Dataset records on where objects are located
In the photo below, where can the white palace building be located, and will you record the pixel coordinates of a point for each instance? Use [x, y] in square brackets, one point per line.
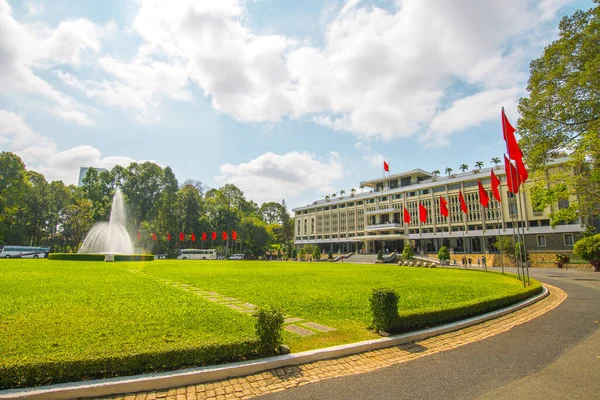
[373, 220]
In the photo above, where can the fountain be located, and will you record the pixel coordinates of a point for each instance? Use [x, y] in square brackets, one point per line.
[109, 237]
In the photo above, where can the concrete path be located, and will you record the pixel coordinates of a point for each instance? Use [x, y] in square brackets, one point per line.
[555, 356]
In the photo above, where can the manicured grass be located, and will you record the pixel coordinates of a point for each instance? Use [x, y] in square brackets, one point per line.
[336, 294]
[56, 311]
[59, 315]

## Request:
Print all of the lines above word for word, omitting the pictures.

## Exercise answer:
In the photo below, where can the white palace building be located, and will you record the pixel coordinates of a point for each instance? Use [x, y] in square brackets, one point per line.
[373, 220]
In the photo above, where can the fountain be located, and will you record the pixel coordinates of a point for each instance? Use [x, y] in square brackets, one point per line.
[109, 237]
In the photo above, where can the concrete path be located, and will you record the pixel coordinates of a point for each instance? Use [x, y] in square brackets, one point per line.
[555, 356]
In the photo above, where can the manicured grass be located, and will you record the pixel coordinates of a point for each instance? Use [x, y] in square brackets, one point per line.
[336, 294]
[56, 311]
[59, 315]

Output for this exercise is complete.